╭─ Given data
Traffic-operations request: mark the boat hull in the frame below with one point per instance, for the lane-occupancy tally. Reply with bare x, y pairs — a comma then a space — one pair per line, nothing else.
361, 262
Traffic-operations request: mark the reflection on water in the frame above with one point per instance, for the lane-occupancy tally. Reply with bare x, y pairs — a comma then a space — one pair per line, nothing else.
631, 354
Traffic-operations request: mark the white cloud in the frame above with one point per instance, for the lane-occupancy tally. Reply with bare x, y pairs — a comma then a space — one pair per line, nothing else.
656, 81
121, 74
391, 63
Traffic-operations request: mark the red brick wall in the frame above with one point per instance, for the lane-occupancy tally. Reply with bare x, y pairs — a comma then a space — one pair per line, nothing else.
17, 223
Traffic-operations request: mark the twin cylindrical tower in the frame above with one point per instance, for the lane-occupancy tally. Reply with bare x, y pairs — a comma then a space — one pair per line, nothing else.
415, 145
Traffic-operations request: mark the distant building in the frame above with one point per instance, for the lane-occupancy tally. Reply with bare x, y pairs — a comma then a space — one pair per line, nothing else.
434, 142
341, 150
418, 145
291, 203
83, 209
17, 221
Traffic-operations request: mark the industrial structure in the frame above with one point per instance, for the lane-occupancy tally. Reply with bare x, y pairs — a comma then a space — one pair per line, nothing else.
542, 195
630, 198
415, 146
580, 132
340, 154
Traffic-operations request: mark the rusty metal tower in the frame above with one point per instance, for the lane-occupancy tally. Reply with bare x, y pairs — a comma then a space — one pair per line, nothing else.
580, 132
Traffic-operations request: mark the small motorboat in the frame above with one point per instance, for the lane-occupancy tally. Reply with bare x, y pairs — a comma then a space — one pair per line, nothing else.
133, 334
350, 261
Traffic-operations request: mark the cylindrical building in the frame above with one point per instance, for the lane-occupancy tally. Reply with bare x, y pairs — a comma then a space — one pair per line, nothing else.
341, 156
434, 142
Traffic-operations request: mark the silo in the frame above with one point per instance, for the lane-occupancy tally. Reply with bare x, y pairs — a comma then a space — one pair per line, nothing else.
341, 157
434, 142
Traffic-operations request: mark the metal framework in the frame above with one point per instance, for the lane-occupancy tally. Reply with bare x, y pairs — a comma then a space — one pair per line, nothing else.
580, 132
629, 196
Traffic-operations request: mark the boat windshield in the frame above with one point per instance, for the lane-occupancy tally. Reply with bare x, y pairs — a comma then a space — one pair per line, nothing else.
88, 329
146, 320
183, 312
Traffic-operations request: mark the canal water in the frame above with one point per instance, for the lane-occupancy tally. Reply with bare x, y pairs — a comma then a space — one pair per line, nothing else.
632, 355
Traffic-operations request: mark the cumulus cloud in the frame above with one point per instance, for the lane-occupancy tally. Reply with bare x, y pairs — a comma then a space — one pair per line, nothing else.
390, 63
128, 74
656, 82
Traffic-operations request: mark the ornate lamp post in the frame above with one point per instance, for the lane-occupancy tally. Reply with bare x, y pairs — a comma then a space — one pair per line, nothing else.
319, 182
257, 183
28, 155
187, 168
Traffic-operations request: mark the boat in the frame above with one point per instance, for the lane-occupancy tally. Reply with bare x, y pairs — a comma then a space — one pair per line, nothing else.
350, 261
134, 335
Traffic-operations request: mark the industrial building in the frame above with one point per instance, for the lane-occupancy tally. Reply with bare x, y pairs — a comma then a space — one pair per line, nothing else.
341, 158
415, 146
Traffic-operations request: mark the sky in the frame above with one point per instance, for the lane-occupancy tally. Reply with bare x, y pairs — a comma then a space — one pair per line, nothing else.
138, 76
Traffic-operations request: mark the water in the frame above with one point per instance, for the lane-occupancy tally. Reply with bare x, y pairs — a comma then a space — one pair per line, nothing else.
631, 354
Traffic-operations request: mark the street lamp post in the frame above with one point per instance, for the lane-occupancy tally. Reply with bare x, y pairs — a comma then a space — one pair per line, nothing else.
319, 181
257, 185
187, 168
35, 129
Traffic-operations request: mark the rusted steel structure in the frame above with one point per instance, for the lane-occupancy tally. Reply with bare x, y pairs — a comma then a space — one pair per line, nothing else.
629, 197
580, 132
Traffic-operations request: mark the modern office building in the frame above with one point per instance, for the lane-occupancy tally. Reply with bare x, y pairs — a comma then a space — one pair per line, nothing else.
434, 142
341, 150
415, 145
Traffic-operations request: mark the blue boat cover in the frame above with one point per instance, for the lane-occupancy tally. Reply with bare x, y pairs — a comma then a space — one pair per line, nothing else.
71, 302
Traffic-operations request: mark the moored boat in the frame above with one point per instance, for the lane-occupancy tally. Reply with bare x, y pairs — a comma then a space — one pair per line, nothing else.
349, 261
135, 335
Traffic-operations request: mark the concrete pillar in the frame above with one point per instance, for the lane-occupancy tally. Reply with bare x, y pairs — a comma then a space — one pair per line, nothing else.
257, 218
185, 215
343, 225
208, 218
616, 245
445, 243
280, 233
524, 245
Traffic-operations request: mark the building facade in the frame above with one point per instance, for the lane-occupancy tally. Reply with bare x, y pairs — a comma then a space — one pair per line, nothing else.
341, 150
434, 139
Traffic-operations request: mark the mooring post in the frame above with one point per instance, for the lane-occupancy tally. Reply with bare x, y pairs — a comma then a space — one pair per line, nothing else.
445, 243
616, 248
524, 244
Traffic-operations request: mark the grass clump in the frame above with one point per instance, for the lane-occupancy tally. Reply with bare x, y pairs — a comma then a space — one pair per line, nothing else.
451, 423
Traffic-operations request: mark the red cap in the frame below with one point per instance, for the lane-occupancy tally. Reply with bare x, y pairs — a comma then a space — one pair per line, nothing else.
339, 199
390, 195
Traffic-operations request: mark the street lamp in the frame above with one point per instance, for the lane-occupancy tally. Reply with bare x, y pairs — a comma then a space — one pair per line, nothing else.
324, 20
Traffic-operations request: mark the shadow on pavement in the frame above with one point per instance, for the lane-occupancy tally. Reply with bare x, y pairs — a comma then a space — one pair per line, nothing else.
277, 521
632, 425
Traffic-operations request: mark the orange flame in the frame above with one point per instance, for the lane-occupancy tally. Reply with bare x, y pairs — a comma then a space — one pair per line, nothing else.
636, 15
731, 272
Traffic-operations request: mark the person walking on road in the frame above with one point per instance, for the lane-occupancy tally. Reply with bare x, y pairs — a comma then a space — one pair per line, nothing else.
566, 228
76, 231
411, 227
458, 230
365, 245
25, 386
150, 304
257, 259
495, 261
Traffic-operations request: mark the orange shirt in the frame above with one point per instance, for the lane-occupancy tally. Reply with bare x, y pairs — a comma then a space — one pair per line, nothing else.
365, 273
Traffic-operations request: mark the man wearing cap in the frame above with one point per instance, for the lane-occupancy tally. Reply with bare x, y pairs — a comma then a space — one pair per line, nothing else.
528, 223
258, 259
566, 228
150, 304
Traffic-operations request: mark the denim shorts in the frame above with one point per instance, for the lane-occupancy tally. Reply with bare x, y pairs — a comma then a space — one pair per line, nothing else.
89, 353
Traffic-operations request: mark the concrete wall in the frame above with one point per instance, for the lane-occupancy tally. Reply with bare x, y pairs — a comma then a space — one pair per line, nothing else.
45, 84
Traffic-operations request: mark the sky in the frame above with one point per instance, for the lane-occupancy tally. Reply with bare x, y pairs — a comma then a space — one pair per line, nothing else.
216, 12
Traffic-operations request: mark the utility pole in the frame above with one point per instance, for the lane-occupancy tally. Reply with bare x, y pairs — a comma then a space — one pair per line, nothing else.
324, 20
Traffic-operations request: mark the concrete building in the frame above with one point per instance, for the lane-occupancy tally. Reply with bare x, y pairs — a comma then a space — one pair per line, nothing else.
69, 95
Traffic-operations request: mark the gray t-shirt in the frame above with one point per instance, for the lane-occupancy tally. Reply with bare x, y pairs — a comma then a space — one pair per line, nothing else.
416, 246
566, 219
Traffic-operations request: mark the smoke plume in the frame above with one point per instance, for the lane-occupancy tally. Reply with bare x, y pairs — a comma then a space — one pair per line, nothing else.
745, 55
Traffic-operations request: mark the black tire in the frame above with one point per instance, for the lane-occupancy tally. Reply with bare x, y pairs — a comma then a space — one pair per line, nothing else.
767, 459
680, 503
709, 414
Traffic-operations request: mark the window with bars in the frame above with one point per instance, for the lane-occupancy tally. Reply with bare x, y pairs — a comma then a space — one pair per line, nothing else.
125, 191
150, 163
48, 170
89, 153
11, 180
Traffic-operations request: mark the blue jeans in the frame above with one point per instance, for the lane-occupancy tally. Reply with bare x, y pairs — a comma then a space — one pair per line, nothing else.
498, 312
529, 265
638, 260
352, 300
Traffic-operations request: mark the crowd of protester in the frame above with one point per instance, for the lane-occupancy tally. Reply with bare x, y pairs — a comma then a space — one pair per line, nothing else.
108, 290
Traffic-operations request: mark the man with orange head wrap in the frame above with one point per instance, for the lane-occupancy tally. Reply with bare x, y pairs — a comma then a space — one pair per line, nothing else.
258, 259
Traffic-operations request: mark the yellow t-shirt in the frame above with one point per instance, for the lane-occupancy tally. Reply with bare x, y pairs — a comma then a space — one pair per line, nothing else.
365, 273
╰─
Give the listing lines from the one containing "Traffic-operations request: mark the blue jeans" through the end of the listing, inclusive, as a Markdown table with columns Number and Record line, one row per line, blank lines omitted.

| Number | Record line |
|---|---|
| 1 | Traffic-operations request: mark the blue jeans in the frame above with one point per instance, for the lane-occupancy tally. Reply with bare x, y pairs — a comma then a space — one pair per line, nothing else. |
| 2 | 498, 312 |
| 3 | 529, 265 |
| 4 | 638, 260 |
| 5 | 352, 300 |
| 6 | Traffic-operations request: mark the crowd of protester in the frame above with one point per instance, for the lane-occupancy tally. Reply with bare x, y pairs — a comma then a space — one pair per line, nothing else. |
| 7 | 108, 290 |
| 8 | Traffic-operations request: mark the man with orange head wrap in the frame above with one point per instance, for the lane-occupancy tally. Reply with bare x, y pairs — a comma then a space — one pair per line, nothing else. |
| 9 | 258, 259 |
| 10 | Traffic-operations request: mark the yellow t-shirt in the frame above with one point per instance, for the lane-occupancy tally. Reply with bare x, y pairs — a comma then a space — one pair per line, nothing else. |
| 11 | 365, 273 |